### TASKS TO PERFORM
1 > According to the review of And Then We Danced, which company do most young Georgian dancers dream of joining?
2 > Pick up the review of And Then We Danced after its final sentence and continue it.

### DOCUMENT SECTION
--- START ---
The choreographic feats featured in Levan Akin’s charming And Then We Danced are both impressive and maddening. In the country of Georgia, young dancers train from childhood to embody the national dances that are not only beloved but considered part of the lifeblood of the nation. The dream of most of them is to be selected to join the National Georgian Ballet, a goal that pits them against one another in a ferocious fight to not only be the best, but to be the best representative of a long and proud national tradition.

“There is no sexuality in Georgian dance,” shouts hard-nosed instructor Aliko (Kakha Gogidze), a bearded, testosterone-fueled symbol for the toxic masculinity that swirls around young Merab (Levan Gelbakhiani), a devoted but struggling member of a long line of dancers. Merab has often gotten the choreography right, but he’s now being accused of appearing too “soft” when he performs his duet with partner (and sort-of girlfriend) Mary (Ana Javakishvili), with whom he has been paired since they both were children. Aliko wants to toughen Merab again, to restrain his whims and fancies, and box him back into the appropriate confines of Georgian manhood.
--- END ---
### ENTRIES SHOWN
--- START ---
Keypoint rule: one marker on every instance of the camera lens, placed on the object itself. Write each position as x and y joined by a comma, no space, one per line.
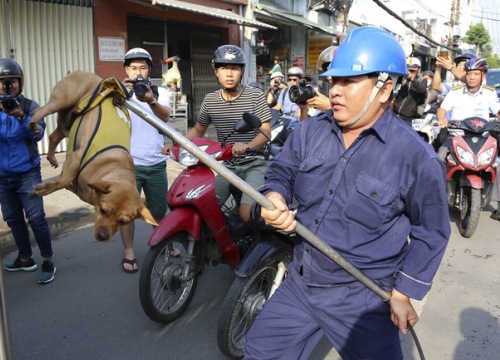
9,104
295,93
140,89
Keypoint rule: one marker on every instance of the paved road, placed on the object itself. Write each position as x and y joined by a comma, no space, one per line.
92,309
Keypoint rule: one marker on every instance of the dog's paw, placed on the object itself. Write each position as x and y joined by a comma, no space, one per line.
53,161
40,190
34,128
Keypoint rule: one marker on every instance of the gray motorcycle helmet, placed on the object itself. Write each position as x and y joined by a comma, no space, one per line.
9,68
228,54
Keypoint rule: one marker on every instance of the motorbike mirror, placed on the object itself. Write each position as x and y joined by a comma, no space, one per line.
242,126
252,120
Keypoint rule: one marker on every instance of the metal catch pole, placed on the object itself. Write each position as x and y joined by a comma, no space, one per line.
4,328
261,200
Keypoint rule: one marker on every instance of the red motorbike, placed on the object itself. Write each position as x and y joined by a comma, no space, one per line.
197,232
470,170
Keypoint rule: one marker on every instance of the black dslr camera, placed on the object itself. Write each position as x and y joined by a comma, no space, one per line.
302,92
9,102
141,85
--- END ---
### EXPECTED RESPONSES
1 > The National Georgian Ballet.

2 >
It’s a rather obvious metaphor for Merab’s struggle within Georgian society itself, but And Then We Danced unfolds with such sensitivity for its main character’s coming-of-age journey that even the very familiar beats of its story feel freshly conceived. When a new and mysterious dancer, Irakli (Bachi Valishvili), arrives on the scene and begins to serve as both an artistic rival and a potential romantic foil for confused Merab, the traditional postures that have always undergirded Merab’s place in the company and in his world begin to feel too strict. Audiences will be able to predict much of the overarching trajectory of what’s to come, but each unique step along the way still offers consistently moving surprises.

Merab and Irakli (Bachi Valishvili) in And Then they Danced
While Merab and Irakli hurtle toward an inevitable tryst, the film’s most enduring allure is its invitation to delight in Merab’s increasingly confident improvisatory movements. The rigid, balletic rules of Georgian dance fall away as Merab explores what possibilities might await him beyond the horizons he’s always set for himself (and that have been set for Georgian men for years). In one particularly thrilling watershed moment, Merab performs a late-night boogie to pop star Robyn’s “Honey,” and the sense of freedom he discovers (sexual, yes, but also infectiously joyous), is palpable in real time.

As in many a coming-out story, Merab’s newfound originality butts against the demands of tradition, most potently symbolized by teacher Aliko, but also by Merab’s brutish troublemaking brother David (Giorgi Tsereteli) and all of the other male dancers in the company. Even the female dancers gossip about an acquaintance who has been discovered to be gay and has ended up “ruining” his life, inciting Mary to wonder more deeply about her partner’s transformation. And Irakli threatens to prove himself to not be the best object for Merab’s adoration after all.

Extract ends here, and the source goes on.